▶ _Texto proporcionado_:
■ ■ ■ ■ ■ ■ ■

Un caso particularmente evocador sobre los excesos que podía esconder la crianza “civilizadora”, es el del chiriguano Joseph Suárez, ahijado del capitán Christóbal Suárez, vecino de Córdoba. Según refirió, Suárez “me crio desde mi primera edad y en su poder llegué a hablar la lengua castellana y me enseñó a rezar y confesarme y demás cosas que deben saber los cristianos, y como agradecido le he servido hasta la edad que tengo”.76 Este lo habría mandado a La Plata a servir a casa de doña Catalina de Castro su sobrina y de Domingo de Mendiburu su marido, quien a pesar de haberle dicho a Suárez que reconocía su libertad, lo vendió en 100 pesos a don Francisco Garay, que quiso llevarlo como esclavo a Potosí. Joseph no dudó en acudir a la justicia alegando “por mi naturaleza libre me volví de la mitad del camino para presentarme a Vuestra Superioridad, para que me defendiese como a indio pobre y miserable”.77 El 6 de noviembre de 1749, la Audiencia sentenció a su favor: “debe ser puesto en libertad para que a su arbitrio elija la persona a quien quisiera servir”.78
No cabe duda que los menores que caían en situación de servidumbre, ya sea porque sus padres los habían entregado o porque quedaron huérfanos, estaban expuestos a toda suerte de abusos, aunque no todos los hayan experimentado. ¿Por qué las familias los entregaban a pesar de los riesgos? Hay que considerar la confianza que la población depositaba en instituciones como el padrinazgo y el compadrazgo en la época. Ramírez del Águila, afincado en La Plata en la primera mitad del siglo XVII, refiere que no era de sorprender que algunos indígenas hicieran amistad con españoles para devenir compadres y entregarles a sus hijos como ahijados “y les dan sus hijos para que les sirvan”.79 Asignar padrinos era, y es, tejer relaciones sociales estratégicas. No obstante, el dato de Ramírez del Águila hace explícito que la sociedad validaba algo más, y era que el compadrazgo podía ser la puerta de entrada en servidumbre de los niños-ahijados bajo la idea de que serían protegidos, mantenidos y educados en casa de un señor con más posibilidades económicas que su familia.80 Como institución articulada en torno al niño, el compadrazgo pudo significar una relación de reciprocidad eficaz, capaz asegurar la supervivencia y generar oportunidades para los hijos.81 Sin embargo, también pudo desembocar en situaciones de trabajo coactivo violento que podía prolongarse de por vida.

■ ■ ■ ■ ■ ■ ■

▶ _Líneas suministradas_:
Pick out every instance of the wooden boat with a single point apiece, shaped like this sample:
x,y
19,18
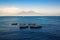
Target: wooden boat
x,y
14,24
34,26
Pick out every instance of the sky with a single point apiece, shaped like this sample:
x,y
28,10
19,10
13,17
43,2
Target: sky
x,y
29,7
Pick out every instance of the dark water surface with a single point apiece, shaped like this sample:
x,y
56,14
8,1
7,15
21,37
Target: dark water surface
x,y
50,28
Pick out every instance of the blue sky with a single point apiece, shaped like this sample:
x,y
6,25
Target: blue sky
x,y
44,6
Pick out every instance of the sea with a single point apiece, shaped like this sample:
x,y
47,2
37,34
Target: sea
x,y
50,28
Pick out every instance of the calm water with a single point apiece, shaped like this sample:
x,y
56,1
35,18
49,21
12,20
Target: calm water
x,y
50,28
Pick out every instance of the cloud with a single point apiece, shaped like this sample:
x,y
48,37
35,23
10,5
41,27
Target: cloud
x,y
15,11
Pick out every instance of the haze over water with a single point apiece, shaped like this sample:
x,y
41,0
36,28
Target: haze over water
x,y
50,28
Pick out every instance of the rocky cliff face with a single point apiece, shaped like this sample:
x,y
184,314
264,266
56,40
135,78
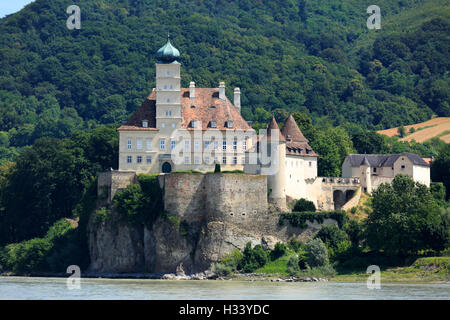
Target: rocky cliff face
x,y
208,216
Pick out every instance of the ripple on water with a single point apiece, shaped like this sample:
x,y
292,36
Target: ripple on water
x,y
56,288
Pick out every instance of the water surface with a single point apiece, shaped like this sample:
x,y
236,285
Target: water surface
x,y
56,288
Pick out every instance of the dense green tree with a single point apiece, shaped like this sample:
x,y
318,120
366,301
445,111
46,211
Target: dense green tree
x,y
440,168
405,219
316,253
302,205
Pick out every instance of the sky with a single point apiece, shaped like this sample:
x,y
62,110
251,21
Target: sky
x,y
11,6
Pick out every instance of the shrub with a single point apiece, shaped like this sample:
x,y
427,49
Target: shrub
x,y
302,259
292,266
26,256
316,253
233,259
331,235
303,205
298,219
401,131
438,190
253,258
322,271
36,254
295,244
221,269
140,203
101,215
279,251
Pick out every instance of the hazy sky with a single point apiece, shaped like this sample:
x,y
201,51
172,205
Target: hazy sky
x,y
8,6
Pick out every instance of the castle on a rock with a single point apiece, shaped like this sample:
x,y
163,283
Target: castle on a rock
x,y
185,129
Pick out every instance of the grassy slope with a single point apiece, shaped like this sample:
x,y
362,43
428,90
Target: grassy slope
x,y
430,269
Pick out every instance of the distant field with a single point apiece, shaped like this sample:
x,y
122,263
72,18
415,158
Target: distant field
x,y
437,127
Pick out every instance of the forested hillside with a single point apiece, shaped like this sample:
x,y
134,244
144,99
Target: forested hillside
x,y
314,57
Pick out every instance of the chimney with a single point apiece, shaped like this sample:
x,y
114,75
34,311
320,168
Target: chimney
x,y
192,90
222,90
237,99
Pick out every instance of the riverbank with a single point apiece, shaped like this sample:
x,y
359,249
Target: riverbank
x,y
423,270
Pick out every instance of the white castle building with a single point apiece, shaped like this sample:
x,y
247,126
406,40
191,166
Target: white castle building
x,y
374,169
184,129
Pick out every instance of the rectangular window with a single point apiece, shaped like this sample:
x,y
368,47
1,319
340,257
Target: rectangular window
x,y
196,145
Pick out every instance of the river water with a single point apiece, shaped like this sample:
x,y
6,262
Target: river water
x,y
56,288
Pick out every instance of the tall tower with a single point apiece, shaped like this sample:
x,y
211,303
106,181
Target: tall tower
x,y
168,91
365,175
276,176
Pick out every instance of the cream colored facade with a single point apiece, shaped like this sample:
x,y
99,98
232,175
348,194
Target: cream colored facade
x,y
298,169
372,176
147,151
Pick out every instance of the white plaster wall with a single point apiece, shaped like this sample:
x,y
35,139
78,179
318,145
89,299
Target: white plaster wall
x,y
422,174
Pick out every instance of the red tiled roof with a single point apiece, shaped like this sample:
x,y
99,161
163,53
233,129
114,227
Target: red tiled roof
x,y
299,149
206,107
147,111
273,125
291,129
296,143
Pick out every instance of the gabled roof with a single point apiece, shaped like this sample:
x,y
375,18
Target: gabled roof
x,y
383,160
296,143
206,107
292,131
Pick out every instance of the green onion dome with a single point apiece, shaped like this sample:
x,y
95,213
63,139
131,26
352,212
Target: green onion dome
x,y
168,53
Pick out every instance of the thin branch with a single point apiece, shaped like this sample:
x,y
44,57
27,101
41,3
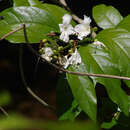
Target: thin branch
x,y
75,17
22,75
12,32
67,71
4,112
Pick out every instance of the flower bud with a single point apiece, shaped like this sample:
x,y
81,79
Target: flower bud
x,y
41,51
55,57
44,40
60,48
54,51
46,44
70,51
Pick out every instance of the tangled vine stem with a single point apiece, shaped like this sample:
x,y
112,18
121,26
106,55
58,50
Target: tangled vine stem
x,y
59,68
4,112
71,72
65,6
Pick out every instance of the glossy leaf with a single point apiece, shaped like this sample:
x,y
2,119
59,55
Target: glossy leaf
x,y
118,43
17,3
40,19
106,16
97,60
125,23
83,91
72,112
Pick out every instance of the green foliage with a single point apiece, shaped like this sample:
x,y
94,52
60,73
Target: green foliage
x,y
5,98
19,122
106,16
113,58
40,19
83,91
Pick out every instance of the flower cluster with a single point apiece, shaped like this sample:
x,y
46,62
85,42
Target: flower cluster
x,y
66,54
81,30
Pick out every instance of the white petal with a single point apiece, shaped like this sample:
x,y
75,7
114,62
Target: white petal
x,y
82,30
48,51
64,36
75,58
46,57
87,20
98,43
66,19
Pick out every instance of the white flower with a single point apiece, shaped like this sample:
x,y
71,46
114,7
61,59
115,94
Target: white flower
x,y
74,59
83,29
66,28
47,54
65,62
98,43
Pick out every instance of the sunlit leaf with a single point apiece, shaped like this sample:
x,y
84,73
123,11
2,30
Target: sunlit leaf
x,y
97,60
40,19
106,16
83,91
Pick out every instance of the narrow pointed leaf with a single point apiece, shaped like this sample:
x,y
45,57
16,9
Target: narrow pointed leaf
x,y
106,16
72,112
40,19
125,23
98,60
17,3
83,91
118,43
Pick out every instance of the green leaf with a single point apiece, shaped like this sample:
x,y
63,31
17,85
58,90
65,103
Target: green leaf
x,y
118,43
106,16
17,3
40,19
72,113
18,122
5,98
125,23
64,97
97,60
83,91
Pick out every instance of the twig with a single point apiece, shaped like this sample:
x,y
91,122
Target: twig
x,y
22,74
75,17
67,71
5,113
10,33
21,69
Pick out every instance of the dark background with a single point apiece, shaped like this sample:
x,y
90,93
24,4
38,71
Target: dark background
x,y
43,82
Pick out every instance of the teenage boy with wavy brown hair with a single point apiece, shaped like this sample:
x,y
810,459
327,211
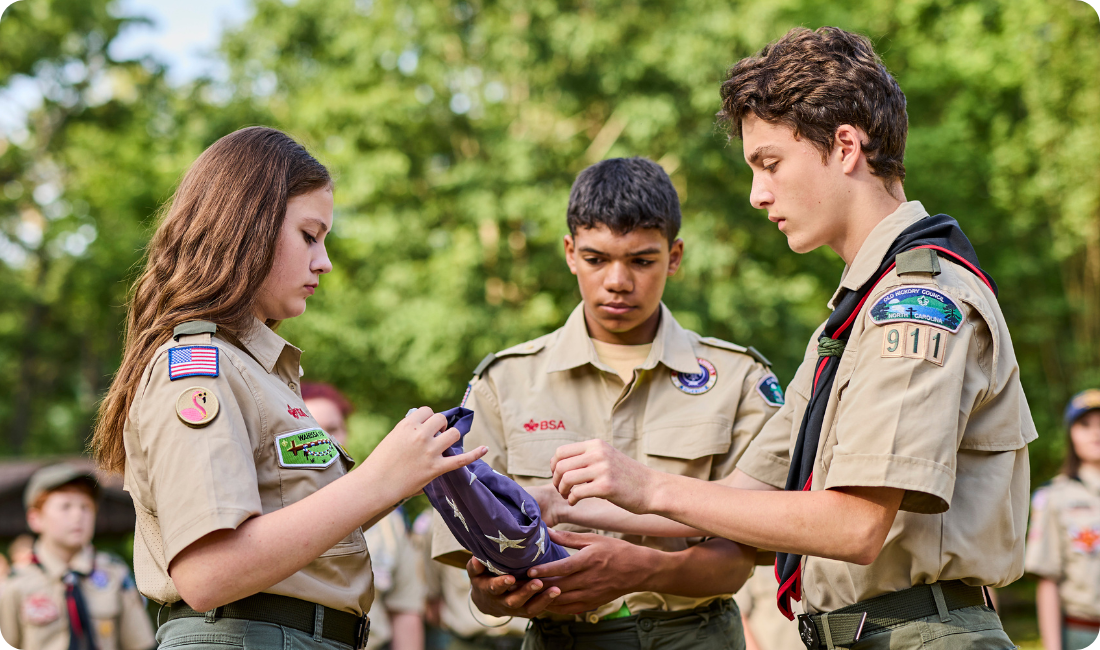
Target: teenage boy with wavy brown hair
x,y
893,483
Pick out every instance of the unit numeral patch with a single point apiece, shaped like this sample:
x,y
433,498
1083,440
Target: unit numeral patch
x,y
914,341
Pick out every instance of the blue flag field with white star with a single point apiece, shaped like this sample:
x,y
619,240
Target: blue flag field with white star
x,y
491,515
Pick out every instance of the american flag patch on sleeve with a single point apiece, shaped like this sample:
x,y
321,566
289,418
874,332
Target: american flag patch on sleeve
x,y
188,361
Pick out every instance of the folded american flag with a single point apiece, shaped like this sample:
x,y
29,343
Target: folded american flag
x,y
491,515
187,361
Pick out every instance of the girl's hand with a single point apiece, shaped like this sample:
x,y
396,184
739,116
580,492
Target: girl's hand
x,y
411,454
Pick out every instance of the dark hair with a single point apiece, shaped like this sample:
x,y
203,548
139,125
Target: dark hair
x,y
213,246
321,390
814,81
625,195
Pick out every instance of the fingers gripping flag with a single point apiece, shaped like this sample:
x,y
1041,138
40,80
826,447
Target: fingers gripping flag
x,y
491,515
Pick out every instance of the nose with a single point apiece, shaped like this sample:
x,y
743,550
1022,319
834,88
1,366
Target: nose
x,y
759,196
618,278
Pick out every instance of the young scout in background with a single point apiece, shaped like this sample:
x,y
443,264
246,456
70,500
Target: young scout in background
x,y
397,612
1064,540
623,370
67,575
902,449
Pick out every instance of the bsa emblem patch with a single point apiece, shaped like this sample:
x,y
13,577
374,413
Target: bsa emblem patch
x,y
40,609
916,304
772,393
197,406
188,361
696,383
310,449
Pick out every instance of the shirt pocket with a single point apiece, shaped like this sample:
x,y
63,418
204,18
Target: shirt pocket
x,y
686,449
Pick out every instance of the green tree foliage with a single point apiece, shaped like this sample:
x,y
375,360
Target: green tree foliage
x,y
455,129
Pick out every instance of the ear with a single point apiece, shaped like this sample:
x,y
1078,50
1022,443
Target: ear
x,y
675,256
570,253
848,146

■ ■ ■ ■ ■ ■ ■

▶ _Tareas a realizar_:
1. Reformula como lista el párrafo del texto proporcionado que comienza con «No cabe duda que los menores», conservando sus datos principales.
2. Responde, según el texto proporcionado, las siguientes preguntas, marcando cada respuesta con la letra correspondiente:
(a) ¿En cuánto y a quién vendió Domingo de Mendiburu a Joseph Suárez?
(b) ¿En qué fecha sentenció la Audiencia a favor de Joseph?
(c) ¿Dónde y en qué período estaba afincado Ramírez del Águila?

▶ _Soluciones_:
1.
- Los menores en servidumbre, entregados por sus padres o huérfanos, estaban expuestos a toda suerte de abusos, aunque no todos los sufrieron.
- Las familias los entregaban por la confianza que la población depositaba en el padrinazgo y el compadrazgo.
- Ramírez del Águila, afincado en La Plata en la primera mitad del siglo XVII, refiere que algunos indígenas se hacían compadres de españoles y les entregaban a sus hijos como ahijados para que les sirvieran.
- Asignar padrinos era, y es, tejer relaciones sociales estratégicas.
- La sociedad validaba el compadrazgo como puerta de entrada de los niños-ahijados en la servidumbre, con la idea de que serían protegidos, mantenidos y educados en casa de un señor con más posibilidades económicas que su familia.
- El compadrazgo pudo ser una relación de reciprocidad eficaz para asegurar la supervivencia y generar oportunidades para los hijos, pero también pudo desembocar en trabajo coactivo violento que podía prolongarse de por vida.

2.
(a) En 100 pesos, a don Francisco Garay.
(b) El 6 de noviembre de 1749.
(c) En La Plata, en la primera mitad del siglo XVII.